[Your instructions]:
From the line that contains "The service MUST place one dot on the blue" to the end of the records below, copy every line exactly. Both the first and last of these lines count.

Data for the task Block Start

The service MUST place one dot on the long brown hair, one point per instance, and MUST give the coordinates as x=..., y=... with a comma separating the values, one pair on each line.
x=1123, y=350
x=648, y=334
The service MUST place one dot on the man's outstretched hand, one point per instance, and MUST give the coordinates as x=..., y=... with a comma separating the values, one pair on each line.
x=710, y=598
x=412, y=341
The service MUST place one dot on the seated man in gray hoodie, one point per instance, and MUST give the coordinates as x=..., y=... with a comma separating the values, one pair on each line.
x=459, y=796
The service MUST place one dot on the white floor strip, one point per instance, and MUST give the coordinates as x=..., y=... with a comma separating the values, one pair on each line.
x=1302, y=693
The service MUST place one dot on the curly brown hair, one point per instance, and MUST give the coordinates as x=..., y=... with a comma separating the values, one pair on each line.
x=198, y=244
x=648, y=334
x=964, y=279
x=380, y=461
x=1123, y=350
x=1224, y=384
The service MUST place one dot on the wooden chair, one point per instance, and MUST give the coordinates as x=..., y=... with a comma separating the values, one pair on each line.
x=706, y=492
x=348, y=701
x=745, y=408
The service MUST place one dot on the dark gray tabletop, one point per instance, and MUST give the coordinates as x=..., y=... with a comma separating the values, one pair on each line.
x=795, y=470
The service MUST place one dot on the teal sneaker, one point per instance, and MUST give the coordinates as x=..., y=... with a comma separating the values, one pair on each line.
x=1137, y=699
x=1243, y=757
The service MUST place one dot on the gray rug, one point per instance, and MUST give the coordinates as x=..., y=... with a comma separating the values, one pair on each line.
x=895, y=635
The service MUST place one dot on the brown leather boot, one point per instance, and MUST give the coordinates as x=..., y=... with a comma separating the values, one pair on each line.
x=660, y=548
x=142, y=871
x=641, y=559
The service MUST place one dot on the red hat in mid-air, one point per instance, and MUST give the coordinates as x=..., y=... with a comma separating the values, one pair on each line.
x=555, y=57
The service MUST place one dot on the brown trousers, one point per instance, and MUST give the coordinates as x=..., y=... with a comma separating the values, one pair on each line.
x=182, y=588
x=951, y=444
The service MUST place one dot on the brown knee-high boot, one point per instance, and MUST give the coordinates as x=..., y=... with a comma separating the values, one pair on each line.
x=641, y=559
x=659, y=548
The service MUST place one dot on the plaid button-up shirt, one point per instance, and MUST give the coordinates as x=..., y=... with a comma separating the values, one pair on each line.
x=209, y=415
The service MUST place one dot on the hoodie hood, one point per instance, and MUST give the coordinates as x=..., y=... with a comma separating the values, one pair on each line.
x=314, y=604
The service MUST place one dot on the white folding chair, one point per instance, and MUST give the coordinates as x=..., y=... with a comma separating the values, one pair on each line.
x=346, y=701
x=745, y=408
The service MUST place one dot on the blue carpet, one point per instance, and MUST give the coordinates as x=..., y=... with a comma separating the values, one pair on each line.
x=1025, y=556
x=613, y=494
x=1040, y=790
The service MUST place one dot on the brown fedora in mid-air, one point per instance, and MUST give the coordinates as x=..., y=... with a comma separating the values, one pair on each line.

Data for the task Block End

[Solution to this task]:
The service MUST place one dot on the blue carpet, one point per instance, and MUST give the coordinates as x=..., y=... with a comma separating the values, one pair on each line.
x=1025, y=556
x=613, y=494
x=1040, y=790
The service MUST place one dot on the brown fedora in mid-air, one point per instance, and MUST give the coordinates as x=..., y=... with a comma separating the values, one pair on each line.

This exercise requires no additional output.